→ What to do: Find the line that contains "TARGET = small gold bell"; then retype it and each line after it, exactly, through the final line of the data below.
* Begin *
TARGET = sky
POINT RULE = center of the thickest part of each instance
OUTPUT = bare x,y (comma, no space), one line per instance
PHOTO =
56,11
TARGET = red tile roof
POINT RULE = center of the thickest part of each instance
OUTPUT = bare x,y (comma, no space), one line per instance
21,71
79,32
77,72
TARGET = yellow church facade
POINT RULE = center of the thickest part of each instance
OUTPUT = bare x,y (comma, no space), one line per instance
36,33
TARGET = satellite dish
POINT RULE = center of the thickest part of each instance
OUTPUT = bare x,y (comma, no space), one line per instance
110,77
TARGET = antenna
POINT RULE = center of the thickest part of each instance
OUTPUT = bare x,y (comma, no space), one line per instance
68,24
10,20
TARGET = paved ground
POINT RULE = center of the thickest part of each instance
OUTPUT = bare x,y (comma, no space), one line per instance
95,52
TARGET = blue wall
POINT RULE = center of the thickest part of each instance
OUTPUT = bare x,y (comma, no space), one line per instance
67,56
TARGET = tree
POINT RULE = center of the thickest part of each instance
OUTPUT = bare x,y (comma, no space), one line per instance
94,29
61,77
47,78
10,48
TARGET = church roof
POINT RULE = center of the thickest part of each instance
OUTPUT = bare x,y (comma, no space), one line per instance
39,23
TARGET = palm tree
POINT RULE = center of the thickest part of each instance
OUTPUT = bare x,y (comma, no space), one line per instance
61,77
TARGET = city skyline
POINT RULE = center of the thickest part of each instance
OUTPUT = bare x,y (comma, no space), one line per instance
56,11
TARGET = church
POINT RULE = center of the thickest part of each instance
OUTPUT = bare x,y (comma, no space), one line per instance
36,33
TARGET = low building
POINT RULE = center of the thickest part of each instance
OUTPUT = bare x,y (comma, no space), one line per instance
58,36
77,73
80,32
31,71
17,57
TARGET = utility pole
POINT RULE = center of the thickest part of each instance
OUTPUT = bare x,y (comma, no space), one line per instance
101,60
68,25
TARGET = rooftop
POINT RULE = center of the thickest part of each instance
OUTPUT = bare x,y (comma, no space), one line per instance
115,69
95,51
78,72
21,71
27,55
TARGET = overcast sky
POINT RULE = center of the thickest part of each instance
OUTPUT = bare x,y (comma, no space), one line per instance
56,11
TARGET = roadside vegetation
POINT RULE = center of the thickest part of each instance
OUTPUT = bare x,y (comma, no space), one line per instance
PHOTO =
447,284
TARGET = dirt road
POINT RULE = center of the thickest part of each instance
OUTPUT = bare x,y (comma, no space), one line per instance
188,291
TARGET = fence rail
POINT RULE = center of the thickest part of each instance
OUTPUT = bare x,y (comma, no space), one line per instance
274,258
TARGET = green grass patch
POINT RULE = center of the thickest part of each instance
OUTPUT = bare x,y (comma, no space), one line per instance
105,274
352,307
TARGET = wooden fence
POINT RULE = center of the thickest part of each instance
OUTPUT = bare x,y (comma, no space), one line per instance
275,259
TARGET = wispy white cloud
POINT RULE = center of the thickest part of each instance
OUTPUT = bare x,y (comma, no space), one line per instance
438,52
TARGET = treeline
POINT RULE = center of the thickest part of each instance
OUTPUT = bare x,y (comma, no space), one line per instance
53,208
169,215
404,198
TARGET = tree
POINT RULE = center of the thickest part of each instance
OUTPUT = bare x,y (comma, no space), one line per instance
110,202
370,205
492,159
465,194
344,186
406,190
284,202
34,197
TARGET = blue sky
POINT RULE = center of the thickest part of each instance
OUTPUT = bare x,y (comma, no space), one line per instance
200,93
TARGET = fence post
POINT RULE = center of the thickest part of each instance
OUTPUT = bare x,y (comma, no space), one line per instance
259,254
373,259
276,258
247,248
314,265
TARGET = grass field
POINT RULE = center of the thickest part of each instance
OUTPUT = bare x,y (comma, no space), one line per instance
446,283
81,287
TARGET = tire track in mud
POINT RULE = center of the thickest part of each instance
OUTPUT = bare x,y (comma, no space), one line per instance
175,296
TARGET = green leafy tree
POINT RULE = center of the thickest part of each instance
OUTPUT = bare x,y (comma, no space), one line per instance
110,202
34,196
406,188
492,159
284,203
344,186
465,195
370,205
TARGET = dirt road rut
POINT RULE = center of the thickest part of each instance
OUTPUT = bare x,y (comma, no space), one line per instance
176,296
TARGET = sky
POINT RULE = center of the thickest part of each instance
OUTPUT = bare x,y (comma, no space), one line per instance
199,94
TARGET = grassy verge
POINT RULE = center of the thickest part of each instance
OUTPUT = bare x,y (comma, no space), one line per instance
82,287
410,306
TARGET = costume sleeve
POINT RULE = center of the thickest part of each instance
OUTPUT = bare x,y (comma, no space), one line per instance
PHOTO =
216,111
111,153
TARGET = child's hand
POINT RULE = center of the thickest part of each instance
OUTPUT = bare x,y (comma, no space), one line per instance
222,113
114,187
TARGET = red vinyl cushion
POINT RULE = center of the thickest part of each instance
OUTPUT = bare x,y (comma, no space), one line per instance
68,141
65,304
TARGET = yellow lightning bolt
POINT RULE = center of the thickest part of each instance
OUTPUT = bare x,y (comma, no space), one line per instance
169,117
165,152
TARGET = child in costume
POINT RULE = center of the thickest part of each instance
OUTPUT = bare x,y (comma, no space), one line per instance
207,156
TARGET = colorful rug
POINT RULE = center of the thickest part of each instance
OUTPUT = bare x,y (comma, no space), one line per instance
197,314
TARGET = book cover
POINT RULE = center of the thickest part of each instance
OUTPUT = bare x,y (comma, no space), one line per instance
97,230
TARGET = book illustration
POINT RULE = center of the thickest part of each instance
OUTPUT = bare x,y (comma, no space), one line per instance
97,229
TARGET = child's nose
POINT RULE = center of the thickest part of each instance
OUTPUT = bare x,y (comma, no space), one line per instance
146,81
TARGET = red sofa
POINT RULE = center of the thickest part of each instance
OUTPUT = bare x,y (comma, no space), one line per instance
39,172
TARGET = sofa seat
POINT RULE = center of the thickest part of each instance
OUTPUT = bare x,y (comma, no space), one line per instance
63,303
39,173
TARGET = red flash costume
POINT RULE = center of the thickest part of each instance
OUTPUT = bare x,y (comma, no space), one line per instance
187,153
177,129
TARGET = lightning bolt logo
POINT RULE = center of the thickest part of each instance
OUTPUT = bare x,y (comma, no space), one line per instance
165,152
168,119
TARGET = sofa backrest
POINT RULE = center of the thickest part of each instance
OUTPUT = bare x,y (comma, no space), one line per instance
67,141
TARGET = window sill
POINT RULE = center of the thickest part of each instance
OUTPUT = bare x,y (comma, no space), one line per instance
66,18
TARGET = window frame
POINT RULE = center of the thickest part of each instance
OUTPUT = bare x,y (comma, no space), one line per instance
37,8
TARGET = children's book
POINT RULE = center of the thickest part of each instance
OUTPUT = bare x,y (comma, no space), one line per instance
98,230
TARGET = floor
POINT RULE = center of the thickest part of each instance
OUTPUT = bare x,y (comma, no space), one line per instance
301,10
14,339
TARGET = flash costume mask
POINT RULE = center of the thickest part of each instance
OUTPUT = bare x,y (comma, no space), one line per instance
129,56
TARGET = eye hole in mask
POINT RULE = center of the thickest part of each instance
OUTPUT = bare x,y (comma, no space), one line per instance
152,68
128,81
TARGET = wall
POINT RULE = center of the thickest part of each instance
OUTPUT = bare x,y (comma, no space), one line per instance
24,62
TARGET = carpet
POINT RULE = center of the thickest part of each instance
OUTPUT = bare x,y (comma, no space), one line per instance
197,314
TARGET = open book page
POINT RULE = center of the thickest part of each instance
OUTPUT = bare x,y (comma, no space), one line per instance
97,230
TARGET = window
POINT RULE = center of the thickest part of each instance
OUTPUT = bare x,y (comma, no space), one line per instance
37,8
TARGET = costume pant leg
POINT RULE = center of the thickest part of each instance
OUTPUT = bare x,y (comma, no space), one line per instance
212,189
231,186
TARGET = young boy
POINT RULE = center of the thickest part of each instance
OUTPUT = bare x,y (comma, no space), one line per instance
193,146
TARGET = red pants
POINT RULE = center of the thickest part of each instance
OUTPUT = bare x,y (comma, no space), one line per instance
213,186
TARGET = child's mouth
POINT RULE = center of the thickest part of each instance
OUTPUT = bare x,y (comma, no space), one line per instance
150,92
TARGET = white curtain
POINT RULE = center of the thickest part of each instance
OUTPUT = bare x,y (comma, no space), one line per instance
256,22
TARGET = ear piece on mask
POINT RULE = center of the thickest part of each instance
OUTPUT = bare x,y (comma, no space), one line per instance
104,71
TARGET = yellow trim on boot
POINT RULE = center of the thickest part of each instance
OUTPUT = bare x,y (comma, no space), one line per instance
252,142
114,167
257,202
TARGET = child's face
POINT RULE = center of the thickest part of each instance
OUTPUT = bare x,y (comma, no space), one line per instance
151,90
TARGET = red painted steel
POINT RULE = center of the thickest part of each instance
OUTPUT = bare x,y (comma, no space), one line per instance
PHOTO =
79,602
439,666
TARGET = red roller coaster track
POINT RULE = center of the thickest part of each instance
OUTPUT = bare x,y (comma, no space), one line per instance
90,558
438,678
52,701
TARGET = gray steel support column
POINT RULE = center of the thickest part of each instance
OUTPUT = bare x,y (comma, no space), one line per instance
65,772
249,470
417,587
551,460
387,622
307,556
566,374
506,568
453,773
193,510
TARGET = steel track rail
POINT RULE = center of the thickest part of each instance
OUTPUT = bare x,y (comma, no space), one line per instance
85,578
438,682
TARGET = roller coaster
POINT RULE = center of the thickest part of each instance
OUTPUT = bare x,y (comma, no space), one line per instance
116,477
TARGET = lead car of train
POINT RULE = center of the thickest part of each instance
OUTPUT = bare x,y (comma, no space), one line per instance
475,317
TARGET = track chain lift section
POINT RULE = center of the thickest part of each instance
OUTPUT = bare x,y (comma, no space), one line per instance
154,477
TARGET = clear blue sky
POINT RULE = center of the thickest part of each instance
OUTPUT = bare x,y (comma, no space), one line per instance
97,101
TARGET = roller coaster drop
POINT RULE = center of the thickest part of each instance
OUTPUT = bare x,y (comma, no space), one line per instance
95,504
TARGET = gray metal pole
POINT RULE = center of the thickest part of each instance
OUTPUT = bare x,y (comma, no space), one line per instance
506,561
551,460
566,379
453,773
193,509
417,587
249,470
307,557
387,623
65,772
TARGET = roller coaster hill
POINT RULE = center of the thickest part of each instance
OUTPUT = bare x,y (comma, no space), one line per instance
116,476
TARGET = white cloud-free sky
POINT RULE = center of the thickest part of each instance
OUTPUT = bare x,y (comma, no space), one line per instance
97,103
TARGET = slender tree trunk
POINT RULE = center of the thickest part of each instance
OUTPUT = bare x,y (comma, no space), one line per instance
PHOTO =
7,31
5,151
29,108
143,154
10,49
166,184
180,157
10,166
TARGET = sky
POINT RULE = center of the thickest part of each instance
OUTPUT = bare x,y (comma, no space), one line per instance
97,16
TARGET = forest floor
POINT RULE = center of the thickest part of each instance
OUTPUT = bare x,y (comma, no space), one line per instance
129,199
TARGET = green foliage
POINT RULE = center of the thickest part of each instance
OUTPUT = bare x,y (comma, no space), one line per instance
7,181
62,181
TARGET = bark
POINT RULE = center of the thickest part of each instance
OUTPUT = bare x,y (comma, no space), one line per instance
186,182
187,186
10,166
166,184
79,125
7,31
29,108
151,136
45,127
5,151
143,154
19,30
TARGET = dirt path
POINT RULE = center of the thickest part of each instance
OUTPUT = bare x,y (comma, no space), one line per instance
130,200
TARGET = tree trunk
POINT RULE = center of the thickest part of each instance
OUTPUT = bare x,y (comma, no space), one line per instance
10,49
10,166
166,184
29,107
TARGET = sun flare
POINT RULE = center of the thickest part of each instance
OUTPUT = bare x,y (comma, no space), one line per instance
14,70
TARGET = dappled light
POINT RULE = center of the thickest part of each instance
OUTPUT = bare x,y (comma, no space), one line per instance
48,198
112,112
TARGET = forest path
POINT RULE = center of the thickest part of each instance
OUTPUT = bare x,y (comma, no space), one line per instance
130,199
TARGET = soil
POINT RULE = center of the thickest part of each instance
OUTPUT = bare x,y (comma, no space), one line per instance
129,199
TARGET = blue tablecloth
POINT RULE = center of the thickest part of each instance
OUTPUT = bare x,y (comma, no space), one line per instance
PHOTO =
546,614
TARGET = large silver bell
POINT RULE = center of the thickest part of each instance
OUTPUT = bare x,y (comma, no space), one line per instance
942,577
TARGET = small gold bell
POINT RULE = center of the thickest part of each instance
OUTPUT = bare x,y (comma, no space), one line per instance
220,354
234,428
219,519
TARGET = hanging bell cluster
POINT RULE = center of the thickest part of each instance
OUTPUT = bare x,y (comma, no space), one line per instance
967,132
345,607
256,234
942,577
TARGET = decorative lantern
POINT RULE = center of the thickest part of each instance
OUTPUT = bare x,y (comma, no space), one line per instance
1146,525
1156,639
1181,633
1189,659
* End *
→ The response:
TARGET = small gold bell
POINT RULE = center of the thickest part of each instance
OUTPUT = bare x,y (comma, no space), one line per instance
220,354
234,428
219,519
TARGET = hanging bell cluster
POINT RULE = center of the thickest part of each instance
OUTPUT = bare x,y (comma, no space), one line per instance
967,132
345,607
256,234
942,577
TARGET = decorative lantern
POINT RULE = center of the thickest part of each instance
OUTPUT = bare x,y (comma, no space), one line per instance
1146,525
1156,639
1181,633
1189,659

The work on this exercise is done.